*Short task*
Answer these from the text below on ASB's takeover of Sovereign:
(a) What cash price per share did the offer give?
(b) Between what values did the Grant Samuel valuation put the shares?
(c) How often does Chris Lee's column appear in the Press?

*Text section*
The takeover was via a cash offer of 225 cents per share and announced in early October, a month before OIC approval was given. Sovereign listed only in April 1998, offering shares at the same price – 225 cents – and traded between 142 cents and 244 cents. By the time of the takeover they were at 232 cents, having risen 36 cents on the basis of the rumour of a takeover. Sovereign’s non-executive directors accepted ASB’s offer price after a valuation by Auckland merchant bank, Grant Samuel, valued the shares at between 210 and 230 cents. Part of the background to the acceptance was the increasing number of mergers within the Australasian finance industry, making it difficult for a small operator like Sovereign to survive. (Press, 9/10/98, “ASB bids for Sovereign”, p.27; 29/10/98, “Sovereign directors favour bid”, p.29; 4/1/99, “Axe falls on Sovereign”, p.28.)

Kapiti sharebroker, Chris Lee, criticised the takeover in his fortnightly column in the business pages of the Press. Describing ASB as a “niche Auckland bank without the size to be a significant player in its market”, he said its primary activities were mortgages and as a savings bank. It needed to buy more market share if it was to get into funds management. However, Sovereign’s strength was as a reinsurer and a funds management intermediary with only a small income from life insurance. Its main income was through financial planners who recommend Sovereign managed funds to their clients. But Sovereign then passes the money on to other fund managers: its activities were “packaging and administration” of the funds. Lee described this role as “inefficient, highlighting the demerit of double ‘intermediation costs’, without any hope of double the market returns”. He suggested ASB would be trying the same game of “intermediation”, and would be a likely buyer of the Public Trust if it is privatised – and then itself a likely target of a larger institution.

[Pointing data]
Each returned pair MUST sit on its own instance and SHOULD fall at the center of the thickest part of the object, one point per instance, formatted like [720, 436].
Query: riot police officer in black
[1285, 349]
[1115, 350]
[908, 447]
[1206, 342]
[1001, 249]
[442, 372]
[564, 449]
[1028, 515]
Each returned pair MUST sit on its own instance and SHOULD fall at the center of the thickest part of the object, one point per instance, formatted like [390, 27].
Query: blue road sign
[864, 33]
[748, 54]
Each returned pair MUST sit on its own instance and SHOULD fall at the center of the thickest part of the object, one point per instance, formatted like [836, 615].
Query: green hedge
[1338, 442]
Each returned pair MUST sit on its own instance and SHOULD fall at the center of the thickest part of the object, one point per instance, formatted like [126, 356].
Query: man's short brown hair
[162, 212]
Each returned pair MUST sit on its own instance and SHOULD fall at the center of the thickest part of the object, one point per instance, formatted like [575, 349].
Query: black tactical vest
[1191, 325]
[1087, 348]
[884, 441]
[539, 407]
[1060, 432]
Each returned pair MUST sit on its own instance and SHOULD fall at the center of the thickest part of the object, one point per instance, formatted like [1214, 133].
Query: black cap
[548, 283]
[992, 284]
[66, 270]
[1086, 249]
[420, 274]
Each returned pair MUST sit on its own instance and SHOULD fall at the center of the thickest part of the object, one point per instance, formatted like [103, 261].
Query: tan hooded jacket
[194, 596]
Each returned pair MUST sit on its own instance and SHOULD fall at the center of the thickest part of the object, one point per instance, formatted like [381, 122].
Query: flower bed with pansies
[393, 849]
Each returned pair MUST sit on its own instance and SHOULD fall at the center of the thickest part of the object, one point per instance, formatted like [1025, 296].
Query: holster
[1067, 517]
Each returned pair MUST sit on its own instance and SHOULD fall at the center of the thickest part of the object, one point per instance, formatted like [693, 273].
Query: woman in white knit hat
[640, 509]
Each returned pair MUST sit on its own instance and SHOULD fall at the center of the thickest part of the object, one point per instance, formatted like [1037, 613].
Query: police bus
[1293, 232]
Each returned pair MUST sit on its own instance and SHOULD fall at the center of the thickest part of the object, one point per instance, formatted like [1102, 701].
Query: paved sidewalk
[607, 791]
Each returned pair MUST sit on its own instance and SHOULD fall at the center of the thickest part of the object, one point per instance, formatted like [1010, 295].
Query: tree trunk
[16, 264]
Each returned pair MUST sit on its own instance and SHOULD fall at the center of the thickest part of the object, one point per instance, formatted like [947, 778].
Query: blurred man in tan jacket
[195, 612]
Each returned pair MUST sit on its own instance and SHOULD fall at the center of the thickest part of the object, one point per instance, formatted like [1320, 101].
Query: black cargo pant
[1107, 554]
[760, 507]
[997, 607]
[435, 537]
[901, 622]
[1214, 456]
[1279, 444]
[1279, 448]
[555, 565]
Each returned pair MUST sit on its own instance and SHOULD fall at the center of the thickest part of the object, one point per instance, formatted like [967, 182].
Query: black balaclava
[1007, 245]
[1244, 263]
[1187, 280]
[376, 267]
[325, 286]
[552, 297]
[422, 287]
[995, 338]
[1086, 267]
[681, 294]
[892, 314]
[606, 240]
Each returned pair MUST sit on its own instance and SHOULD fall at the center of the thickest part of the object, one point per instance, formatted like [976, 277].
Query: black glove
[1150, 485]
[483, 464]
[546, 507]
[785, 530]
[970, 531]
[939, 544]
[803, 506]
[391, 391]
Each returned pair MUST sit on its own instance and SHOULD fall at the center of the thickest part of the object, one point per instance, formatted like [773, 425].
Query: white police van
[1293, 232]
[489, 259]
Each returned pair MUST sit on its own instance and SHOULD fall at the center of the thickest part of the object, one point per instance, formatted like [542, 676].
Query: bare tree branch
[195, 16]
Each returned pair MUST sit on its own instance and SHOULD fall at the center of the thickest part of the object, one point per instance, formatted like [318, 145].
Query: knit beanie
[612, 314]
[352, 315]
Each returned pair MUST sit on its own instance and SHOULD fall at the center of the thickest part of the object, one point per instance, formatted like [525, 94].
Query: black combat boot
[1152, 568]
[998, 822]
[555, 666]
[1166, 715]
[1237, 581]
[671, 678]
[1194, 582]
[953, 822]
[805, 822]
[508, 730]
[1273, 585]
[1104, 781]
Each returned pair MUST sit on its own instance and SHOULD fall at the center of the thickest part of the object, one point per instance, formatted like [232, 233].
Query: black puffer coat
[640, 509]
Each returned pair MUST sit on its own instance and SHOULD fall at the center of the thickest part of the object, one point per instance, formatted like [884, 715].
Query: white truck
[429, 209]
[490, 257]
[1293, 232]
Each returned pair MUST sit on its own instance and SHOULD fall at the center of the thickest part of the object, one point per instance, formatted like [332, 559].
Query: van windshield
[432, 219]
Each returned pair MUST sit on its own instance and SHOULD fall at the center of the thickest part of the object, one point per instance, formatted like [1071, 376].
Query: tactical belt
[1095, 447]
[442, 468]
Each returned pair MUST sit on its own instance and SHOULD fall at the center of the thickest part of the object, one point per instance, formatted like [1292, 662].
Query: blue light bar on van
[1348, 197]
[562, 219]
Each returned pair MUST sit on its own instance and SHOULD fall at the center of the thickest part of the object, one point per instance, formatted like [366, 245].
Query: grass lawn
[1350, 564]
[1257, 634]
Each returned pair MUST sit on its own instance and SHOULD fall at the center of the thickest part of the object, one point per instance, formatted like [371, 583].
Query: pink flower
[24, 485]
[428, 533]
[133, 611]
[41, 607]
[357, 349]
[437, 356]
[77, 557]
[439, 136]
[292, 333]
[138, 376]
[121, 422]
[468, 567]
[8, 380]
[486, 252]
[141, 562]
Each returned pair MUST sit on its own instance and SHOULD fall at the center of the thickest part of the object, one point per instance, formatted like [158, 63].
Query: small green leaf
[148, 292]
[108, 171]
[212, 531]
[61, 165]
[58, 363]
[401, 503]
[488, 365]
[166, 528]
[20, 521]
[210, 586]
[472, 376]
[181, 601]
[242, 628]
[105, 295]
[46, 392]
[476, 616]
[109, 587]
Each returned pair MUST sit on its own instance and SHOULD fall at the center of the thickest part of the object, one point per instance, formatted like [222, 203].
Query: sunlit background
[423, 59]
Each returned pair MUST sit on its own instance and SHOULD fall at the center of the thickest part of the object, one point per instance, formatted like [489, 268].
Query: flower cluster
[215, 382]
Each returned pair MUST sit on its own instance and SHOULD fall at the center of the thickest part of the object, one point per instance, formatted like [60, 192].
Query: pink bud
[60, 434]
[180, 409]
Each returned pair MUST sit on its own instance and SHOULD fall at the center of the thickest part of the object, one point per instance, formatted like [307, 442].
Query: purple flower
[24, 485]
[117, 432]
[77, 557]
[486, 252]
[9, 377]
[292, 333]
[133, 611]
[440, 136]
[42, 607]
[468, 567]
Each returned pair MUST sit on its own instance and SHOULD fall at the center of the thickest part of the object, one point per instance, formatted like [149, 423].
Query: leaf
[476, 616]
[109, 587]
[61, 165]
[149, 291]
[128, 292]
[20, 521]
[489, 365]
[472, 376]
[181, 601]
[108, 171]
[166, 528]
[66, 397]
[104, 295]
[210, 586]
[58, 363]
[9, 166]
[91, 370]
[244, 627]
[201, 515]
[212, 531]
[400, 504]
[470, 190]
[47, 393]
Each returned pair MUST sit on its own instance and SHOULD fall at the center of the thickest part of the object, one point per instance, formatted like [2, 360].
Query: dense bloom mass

*Task output*
(a) 225 cents per share
(b) Between 210 and 230 cents
(c) Fortnightly